The request:
Rewrite all the rows below, replacing "marker" with "point" and leaving everything else unchanged.

Location labeling rows:
──────────
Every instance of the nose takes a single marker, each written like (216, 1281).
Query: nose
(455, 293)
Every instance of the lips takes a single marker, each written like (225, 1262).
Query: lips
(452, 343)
──────────
Exercise output:
Every instance of the nose takes a single point, each written like (216, 1281).
Query: nose
(455, 293)
Every instance of the lips takes a single point, each written like (225, 1262).
Query: lips
(452, 343)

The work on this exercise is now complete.